Start at the line containing "the blueberry sauce" and transcribe every line exactly through the end of the records below, and only those lines.

========================================

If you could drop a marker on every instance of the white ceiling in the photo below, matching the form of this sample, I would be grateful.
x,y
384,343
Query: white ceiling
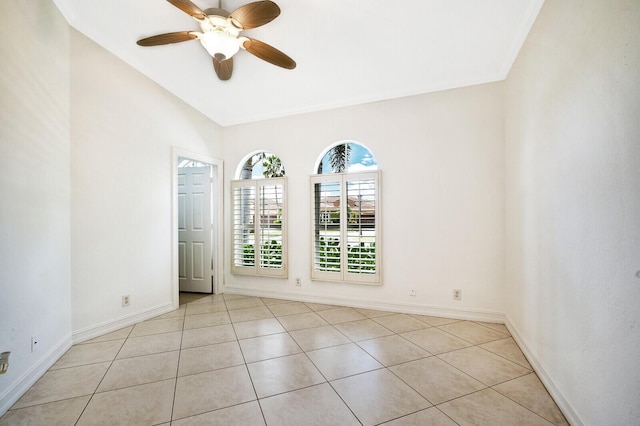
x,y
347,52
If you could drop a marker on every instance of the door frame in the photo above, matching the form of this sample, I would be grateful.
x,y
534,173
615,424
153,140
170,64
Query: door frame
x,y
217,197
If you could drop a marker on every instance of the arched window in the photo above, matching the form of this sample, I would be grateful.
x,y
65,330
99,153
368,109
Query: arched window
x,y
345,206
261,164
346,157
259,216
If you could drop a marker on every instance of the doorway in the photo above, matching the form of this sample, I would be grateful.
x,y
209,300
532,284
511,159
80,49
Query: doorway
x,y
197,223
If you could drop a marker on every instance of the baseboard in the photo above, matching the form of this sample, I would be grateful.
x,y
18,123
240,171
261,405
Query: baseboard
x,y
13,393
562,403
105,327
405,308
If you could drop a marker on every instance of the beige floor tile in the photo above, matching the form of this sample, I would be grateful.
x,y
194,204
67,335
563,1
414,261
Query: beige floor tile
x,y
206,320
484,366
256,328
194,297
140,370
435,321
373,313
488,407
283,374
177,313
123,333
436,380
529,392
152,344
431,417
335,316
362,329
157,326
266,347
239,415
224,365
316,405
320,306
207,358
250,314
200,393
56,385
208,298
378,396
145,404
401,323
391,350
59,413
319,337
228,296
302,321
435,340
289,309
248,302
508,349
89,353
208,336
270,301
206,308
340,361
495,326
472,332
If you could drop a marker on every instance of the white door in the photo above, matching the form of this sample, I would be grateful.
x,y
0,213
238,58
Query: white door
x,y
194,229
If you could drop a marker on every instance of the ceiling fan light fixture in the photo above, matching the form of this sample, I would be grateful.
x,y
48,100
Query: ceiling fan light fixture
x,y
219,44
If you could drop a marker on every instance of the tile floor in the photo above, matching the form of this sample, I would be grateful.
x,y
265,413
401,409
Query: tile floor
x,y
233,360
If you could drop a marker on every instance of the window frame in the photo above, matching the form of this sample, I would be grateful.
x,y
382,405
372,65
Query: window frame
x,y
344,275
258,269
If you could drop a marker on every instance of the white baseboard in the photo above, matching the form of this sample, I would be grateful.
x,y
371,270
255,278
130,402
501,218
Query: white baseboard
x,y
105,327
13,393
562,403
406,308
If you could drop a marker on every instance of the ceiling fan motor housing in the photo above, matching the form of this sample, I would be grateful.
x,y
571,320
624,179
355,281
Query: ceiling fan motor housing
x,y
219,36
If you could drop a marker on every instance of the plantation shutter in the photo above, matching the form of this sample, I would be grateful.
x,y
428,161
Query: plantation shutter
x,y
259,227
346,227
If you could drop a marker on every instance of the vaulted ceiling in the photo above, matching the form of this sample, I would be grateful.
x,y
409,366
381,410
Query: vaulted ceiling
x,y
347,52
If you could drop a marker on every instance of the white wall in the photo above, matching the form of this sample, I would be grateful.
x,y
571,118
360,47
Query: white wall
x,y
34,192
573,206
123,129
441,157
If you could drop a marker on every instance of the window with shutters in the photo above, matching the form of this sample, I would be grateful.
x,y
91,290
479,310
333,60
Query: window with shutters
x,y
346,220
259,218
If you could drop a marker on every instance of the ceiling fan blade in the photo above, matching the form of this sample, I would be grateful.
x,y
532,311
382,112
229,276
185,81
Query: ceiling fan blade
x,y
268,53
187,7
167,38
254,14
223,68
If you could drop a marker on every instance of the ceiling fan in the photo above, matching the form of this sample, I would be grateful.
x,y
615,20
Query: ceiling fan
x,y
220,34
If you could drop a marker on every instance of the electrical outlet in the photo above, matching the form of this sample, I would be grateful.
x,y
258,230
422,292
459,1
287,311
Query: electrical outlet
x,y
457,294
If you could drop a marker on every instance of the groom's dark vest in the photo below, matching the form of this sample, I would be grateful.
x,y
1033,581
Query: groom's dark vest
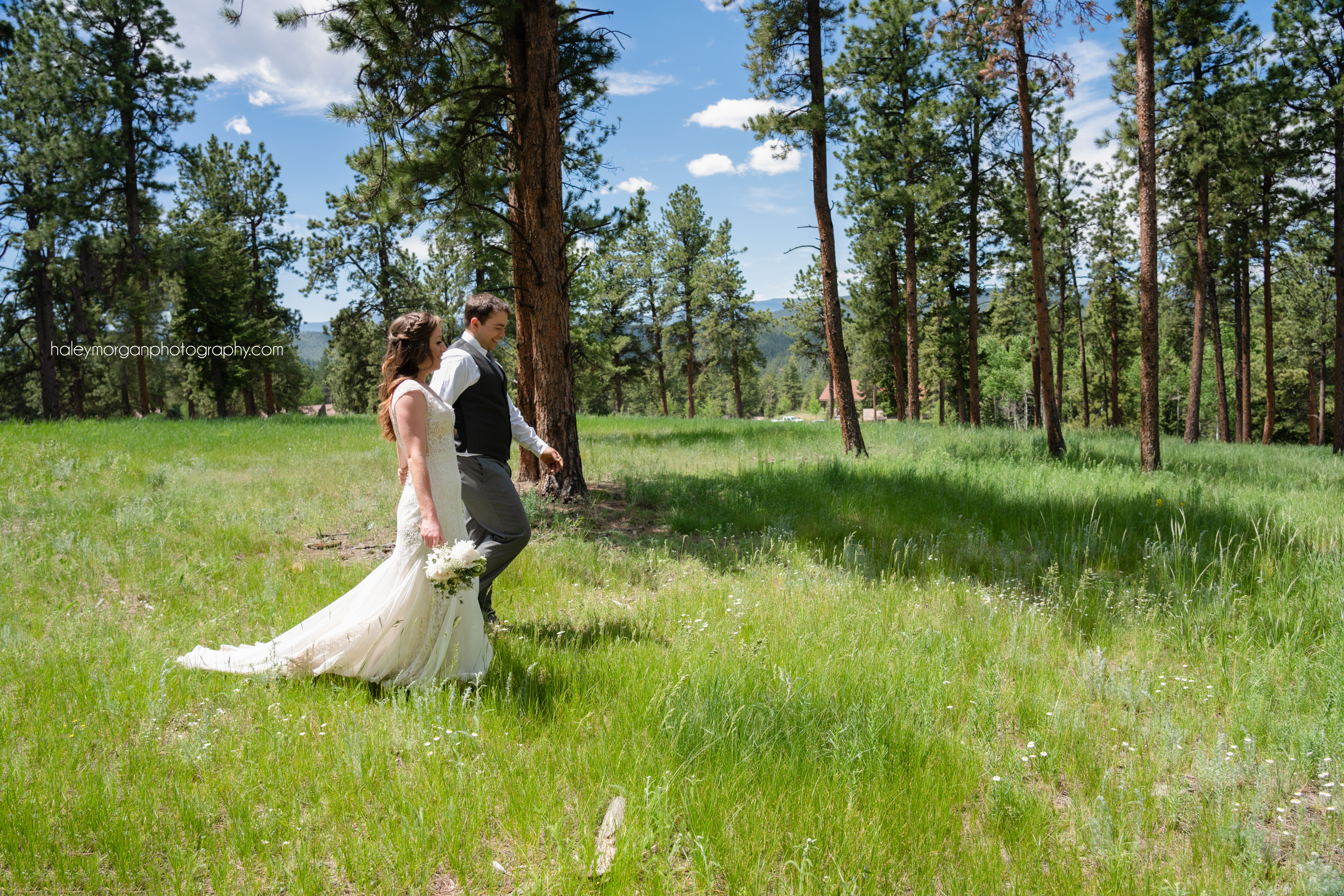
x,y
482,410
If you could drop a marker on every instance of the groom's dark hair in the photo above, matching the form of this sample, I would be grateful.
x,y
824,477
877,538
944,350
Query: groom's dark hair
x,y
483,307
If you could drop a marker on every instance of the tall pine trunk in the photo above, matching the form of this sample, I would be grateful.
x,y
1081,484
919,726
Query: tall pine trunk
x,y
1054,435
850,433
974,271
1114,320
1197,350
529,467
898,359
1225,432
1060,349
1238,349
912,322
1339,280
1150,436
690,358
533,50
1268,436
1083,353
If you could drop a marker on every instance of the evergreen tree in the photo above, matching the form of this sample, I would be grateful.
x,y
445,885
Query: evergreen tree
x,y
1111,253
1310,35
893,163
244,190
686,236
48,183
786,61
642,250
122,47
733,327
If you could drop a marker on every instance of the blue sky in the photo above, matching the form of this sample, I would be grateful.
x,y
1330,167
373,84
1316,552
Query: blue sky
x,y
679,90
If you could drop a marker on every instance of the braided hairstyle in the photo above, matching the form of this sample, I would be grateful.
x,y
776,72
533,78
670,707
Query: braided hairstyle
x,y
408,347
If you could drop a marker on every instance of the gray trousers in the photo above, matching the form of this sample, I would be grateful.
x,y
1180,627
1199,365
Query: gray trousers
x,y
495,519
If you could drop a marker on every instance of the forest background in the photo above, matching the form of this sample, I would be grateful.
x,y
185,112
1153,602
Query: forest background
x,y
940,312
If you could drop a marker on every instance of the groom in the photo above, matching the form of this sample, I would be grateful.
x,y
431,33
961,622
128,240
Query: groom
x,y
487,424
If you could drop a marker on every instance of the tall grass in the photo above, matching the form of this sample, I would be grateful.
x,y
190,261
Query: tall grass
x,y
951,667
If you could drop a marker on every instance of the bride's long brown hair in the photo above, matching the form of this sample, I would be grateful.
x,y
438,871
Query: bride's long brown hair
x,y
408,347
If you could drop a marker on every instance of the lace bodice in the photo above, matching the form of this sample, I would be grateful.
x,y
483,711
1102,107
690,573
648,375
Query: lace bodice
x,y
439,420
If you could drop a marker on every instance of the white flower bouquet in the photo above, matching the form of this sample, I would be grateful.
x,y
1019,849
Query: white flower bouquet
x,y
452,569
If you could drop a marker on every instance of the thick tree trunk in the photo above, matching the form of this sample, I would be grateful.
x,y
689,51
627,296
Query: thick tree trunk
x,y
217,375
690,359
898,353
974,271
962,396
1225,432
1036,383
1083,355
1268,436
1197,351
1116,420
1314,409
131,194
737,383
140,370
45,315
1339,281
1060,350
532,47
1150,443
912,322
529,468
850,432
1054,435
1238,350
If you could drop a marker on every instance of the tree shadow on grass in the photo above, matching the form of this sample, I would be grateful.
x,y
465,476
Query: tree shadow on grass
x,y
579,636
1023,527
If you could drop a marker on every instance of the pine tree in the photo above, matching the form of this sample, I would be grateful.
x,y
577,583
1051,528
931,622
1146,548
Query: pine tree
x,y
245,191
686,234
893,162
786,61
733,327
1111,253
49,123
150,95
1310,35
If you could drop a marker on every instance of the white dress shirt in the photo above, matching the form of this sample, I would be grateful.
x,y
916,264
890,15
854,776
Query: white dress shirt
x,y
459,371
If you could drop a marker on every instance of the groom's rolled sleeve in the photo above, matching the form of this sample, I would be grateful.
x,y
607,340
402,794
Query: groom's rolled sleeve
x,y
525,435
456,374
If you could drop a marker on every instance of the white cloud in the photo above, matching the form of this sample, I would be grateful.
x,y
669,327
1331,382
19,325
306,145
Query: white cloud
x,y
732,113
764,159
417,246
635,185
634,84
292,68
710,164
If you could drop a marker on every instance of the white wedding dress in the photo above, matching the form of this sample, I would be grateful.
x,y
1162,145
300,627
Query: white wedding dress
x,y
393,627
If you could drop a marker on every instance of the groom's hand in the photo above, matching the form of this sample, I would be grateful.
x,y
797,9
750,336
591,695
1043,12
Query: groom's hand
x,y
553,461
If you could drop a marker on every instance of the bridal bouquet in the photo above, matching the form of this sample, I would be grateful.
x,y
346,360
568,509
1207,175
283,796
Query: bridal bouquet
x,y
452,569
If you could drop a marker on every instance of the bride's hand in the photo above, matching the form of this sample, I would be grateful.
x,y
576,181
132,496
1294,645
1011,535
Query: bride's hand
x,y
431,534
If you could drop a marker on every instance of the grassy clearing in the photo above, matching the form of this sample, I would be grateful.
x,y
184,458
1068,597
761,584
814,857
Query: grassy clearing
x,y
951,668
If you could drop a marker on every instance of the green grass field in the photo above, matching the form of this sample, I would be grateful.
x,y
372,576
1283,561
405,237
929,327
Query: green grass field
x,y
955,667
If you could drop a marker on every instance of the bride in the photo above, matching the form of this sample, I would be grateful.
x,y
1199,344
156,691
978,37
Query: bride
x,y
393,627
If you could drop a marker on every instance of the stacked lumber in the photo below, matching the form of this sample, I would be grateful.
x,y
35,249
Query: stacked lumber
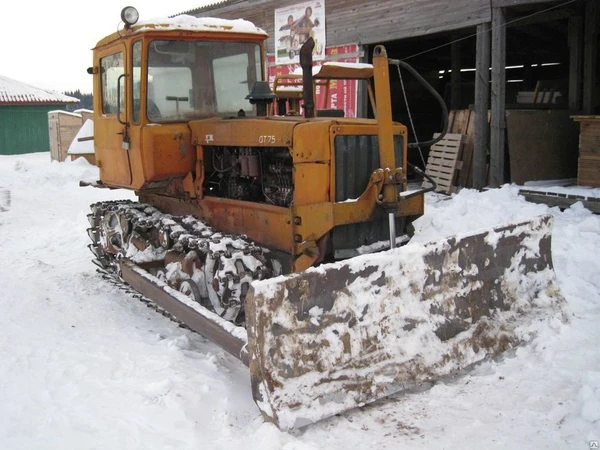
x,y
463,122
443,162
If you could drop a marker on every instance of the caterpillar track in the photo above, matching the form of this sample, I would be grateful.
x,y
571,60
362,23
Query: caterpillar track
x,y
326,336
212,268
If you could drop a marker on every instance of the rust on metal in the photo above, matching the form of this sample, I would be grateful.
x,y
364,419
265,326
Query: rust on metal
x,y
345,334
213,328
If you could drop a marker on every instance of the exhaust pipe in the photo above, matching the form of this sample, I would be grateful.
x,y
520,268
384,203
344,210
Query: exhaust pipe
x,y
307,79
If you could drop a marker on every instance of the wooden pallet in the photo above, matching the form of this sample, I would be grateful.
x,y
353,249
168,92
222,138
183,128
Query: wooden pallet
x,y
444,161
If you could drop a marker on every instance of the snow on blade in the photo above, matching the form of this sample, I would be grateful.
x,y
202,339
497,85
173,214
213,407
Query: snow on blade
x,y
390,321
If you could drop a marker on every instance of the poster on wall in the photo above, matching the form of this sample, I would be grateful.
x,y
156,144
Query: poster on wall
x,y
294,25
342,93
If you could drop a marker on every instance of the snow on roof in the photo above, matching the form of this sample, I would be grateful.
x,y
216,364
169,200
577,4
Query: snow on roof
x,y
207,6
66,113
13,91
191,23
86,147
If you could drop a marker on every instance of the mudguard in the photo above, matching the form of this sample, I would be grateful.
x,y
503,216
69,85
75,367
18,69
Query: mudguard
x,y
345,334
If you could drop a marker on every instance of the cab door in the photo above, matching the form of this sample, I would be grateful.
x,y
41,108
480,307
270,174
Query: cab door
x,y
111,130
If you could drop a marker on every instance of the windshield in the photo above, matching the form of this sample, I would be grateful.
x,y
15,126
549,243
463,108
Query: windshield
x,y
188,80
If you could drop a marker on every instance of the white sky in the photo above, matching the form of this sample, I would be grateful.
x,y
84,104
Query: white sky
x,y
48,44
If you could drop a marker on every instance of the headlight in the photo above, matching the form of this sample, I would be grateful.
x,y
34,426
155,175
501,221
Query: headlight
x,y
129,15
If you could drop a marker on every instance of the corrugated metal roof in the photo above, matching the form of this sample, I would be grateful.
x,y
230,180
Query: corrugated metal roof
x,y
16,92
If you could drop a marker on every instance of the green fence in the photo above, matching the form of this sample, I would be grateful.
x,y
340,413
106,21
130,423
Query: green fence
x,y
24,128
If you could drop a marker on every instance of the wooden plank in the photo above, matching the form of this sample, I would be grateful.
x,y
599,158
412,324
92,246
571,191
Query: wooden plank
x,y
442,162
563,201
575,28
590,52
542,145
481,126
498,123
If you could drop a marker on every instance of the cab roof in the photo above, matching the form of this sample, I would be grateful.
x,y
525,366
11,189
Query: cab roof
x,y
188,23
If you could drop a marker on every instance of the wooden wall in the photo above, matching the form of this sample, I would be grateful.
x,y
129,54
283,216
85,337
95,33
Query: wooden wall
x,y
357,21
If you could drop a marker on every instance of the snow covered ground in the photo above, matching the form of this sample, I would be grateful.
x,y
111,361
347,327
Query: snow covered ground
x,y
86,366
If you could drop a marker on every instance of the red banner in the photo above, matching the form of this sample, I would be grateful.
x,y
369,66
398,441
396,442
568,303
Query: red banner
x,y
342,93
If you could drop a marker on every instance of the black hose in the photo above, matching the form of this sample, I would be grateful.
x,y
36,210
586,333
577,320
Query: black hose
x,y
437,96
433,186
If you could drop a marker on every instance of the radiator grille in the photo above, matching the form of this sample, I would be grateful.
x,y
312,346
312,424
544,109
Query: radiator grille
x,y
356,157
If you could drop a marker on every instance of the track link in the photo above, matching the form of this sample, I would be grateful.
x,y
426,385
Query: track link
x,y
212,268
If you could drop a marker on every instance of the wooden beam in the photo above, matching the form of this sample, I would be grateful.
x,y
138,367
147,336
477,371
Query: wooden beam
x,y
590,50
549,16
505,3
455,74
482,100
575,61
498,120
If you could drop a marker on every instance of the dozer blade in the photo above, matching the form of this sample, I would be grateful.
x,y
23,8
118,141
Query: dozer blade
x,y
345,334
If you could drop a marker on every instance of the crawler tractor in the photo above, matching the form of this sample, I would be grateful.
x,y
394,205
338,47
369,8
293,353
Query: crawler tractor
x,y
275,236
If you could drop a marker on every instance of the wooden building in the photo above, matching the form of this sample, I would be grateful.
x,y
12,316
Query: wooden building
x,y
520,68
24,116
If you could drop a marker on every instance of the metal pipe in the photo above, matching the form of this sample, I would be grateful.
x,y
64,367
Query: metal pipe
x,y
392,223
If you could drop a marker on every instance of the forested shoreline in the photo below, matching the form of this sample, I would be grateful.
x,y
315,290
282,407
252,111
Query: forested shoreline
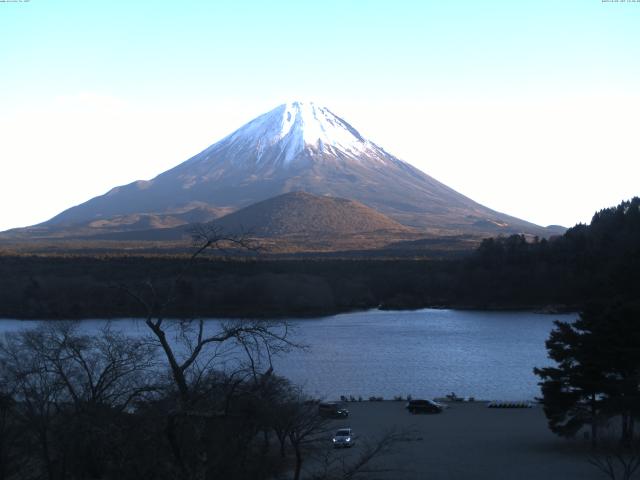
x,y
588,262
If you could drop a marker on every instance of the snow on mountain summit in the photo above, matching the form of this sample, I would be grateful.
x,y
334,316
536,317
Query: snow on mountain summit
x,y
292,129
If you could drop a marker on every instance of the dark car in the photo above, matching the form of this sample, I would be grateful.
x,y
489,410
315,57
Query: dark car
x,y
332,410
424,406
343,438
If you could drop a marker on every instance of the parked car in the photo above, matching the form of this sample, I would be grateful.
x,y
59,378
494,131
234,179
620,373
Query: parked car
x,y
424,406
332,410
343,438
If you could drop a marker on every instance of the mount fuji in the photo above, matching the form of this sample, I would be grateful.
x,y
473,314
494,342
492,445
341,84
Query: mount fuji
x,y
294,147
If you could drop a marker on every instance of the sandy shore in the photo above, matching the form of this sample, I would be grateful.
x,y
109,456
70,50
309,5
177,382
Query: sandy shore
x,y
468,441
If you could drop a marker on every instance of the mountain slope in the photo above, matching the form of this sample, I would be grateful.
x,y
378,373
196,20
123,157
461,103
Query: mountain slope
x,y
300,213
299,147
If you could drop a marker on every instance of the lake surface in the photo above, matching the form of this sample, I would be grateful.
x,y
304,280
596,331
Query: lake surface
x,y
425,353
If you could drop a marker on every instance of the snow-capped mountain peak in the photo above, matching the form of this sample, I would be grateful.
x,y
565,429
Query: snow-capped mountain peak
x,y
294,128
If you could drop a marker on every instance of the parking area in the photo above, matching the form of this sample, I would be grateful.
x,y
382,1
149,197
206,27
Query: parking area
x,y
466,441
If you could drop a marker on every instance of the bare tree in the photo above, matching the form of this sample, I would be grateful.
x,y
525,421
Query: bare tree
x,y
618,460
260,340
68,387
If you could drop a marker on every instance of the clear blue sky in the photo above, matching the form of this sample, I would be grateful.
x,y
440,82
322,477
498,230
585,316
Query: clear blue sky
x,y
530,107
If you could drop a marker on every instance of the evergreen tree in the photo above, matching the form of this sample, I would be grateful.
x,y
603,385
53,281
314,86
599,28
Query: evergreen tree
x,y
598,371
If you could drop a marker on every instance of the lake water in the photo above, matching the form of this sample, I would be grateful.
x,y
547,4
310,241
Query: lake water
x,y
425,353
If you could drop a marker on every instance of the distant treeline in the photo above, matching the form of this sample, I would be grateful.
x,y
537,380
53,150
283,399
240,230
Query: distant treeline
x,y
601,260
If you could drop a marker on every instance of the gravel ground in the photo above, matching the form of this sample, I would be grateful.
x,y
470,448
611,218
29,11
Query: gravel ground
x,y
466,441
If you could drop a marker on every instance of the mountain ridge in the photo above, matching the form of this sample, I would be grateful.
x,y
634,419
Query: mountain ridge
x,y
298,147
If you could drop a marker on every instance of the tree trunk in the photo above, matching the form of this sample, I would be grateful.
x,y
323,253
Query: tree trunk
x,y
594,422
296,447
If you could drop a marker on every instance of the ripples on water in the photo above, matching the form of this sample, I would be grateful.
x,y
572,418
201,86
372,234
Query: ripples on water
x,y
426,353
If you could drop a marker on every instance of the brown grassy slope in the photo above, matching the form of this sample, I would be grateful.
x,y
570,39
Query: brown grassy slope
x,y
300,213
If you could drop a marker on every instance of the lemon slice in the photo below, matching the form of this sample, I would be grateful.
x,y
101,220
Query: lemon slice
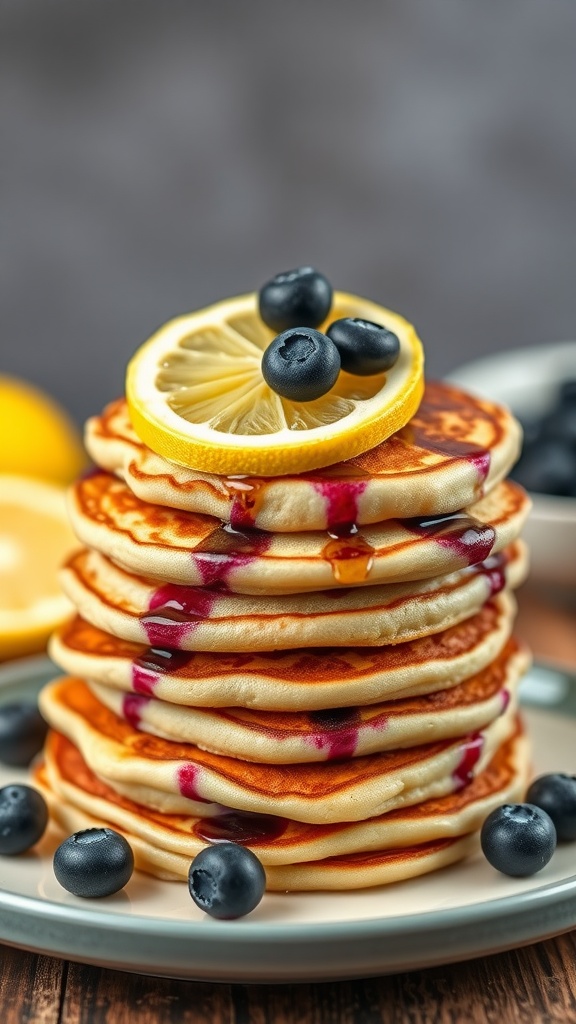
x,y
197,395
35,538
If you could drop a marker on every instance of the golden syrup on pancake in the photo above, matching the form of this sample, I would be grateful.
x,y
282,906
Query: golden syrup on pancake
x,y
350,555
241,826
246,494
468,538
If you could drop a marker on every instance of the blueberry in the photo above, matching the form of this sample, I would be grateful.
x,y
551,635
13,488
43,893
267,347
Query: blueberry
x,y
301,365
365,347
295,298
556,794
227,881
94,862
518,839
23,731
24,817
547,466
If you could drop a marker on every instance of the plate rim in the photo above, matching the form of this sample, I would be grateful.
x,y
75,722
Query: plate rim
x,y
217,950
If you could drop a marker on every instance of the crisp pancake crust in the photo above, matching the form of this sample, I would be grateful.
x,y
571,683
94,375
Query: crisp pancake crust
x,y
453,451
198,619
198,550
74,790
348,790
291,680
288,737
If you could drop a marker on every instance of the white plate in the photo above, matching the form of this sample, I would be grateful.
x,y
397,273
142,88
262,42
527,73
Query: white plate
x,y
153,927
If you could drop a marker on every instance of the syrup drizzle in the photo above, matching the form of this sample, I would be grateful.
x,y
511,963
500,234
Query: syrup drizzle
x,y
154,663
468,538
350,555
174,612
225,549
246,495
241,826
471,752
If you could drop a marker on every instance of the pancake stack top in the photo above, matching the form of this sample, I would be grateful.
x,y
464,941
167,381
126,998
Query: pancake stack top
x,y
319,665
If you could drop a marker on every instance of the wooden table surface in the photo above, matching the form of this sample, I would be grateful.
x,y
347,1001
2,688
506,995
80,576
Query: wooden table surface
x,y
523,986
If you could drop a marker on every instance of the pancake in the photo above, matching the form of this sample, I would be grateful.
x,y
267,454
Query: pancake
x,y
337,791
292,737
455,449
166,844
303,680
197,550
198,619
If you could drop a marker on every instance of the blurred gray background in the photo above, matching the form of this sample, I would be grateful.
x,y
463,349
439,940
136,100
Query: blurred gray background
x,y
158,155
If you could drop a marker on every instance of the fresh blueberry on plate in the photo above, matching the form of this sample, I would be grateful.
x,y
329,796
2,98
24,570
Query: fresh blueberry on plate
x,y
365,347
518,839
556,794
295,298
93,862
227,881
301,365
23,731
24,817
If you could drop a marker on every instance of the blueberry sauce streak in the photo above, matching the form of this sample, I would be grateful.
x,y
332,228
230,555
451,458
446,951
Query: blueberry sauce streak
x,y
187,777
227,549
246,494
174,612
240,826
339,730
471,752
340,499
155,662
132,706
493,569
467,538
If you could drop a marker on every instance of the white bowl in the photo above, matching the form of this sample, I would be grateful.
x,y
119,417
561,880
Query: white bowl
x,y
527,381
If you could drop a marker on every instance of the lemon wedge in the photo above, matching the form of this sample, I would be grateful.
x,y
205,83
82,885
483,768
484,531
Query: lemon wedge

========================================

Written answer
If you could drop a marker on every instance of the blueberry sauce streak in the photo above, matching the form of this sample, I would be grateful.
x,y
332,228
230,555
451,458
446,951
Query: blueberry sauce streak
x,y
187,777
227,549
246,494
174,612
240,826
339,730
471,752
340,499
155,662
132,706
493,569
467,538
If you could drop a marker on every instance of the white bowl in the photo above, matching the form of this sample, I would be grateful.
x,y
119,417
561,880
Query: white bowl
x,y
527,381
If you could drop a marker on every instance of the lemon wedge in the photo above, matching the form of this sample, I would be grateful.
x,y
205,83
82,885
483,768
484,531
Query: lemon wedge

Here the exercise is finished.